**Exercise objective**
In the answer, every entry must appear exactly as given.

**Raw data**
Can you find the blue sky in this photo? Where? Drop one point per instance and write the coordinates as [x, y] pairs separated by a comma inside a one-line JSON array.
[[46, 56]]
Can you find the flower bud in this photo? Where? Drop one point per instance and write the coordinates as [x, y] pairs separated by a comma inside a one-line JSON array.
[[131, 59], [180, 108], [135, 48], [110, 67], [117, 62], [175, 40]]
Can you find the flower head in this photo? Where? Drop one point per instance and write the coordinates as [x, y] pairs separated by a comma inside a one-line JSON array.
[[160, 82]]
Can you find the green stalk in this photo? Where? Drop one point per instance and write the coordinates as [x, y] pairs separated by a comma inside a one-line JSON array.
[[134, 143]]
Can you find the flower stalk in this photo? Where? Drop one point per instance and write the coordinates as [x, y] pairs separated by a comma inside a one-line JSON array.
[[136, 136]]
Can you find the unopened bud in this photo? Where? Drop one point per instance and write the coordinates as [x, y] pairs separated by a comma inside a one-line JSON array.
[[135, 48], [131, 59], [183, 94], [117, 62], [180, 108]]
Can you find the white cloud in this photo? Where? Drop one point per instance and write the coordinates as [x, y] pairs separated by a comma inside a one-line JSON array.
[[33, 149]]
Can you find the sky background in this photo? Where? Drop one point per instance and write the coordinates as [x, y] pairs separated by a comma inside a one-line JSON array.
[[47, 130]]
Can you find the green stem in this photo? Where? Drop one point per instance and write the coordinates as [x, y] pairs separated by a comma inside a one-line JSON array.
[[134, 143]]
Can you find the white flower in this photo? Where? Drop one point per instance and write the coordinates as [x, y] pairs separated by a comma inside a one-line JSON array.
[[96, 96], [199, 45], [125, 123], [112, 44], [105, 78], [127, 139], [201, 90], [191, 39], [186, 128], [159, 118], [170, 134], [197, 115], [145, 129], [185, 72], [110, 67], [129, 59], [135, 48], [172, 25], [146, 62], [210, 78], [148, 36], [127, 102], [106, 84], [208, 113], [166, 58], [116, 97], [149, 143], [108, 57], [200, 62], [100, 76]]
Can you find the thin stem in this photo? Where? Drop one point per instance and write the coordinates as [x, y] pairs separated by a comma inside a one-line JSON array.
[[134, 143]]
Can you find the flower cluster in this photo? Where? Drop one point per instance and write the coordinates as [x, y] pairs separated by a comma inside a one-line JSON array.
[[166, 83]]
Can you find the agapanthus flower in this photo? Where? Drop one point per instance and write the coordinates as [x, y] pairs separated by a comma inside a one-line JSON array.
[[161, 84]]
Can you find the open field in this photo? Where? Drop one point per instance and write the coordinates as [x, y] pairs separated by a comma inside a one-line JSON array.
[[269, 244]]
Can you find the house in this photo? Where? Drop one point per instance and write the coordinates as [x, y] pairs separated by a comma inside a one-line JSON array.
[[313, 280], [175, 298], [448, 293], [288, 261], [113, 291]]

**Answer to this exercise**
Can you find the blue sky in this photo? Where? Drop one point per instance and write the coordinates as [x, y] pairs separated by a comma inside a one-line JSON array.
[[46, 56]]
Can you find the flower bud in this photo? Where? Drop one point per instance and write the coordinates as [x, y] pairs separated by a comma inside a one-line JSON array.
[[131, 59], [180, 108], [135, 48], [110, 67], [117, 62], [175, 40]]
Can you find the flower head in this photo? Where? Drop one point per instance and write the coordinates as [x, y] pairs separated by a comma inside a one-line JSON array.
[[160, 82]]
Can you find the green stalk in this photo? Where? Drop one point per instance and write the coordinates as [x, y] pairs separated by a comma inside a one-line JSON array.
[[134, 143]]
Can you find the flower stalk in this photo? Where? Drop one point per instance and write the coordinates as [x, y] pairs separated by a comma inside a one-line JSON array.
[[136, 136]]
Can you find the unopened bud in this photo? Where? Drop one point per instance and write the coordinates as [x, y] pairs separated by a comma inside a one-line JSON array.
[[135, 48], [131, 59], [183, 94], [117, 62], [180, 108]]
Can you find the white cloud in this photo? Where? Drop one point per instance and write the coordinates as [x, y] pairs separated by a comma inside a one-line JSON array.
[[33, 149]]
Can you find the sky background in this photo? Where? Drop one point per instance and write the coordinates as [x, y] pairs separated by a comma inside a one-line JSON array.
[[47, 130]]
Can you find the green stem in this photo? Where? Drop one point per instance and write the coordinates as [x, y] pairs separated by a comma inside a one-line JSON array.
[[134, 143]]
Can you find the white flower in this photo? Where? Drop one point per instance and write the coordinates as [x, y] pairs separated by a comma inside a one-line JSON array.
[[96, 96], [199, 45], [125, 123], [112, 44], [105, 78], [127, 139], [201, 90], [191, 39], [186, 128], [159, 118], [170, 134], [197, 115], [145, 129], [185, 72], [110, 67], [129, 59], [135, 48], [172, 25], [146, 62], [210, 78], [148, 36], [127, 102], [106, 84], [208, 113], [166, 58], [116, 97], [149, 143], [108, 57], [200, 62], [100, 76]]
Can you find the thin stem in this photo? Where? Drop one point per instance and write the coordinates as [x, y] pairs separated by a comma inside a one-line JSON array.
[[134, 143]]
Can you find the flower cluster in this photo? Where? Drop one point per instance and write the coordinates as [x, y] pairs separated by a comma inside a one-line JSON array.
[[166, 83]]
Can you find the agapanthus flower in this photo? Where? Drop one point per instance and write the coordinates as [x, y] pairs separated by a comma inside a one-line JSON array.
[[161, 84]]
Can you find the open field in this photo? Where? Drop one point per instance and write the coordinates as [x, y] pairs separated by a comma inside a one-line JSON array.
[[269, 244]]
Can you find the house in this photo? Where? Drop one point per instance and write the coordinates as [x, y] pairs separated by a comma inside a one-line JSON array.
[[313, 280], [175, 298], [448, 293], [288, 261], [113, 291]]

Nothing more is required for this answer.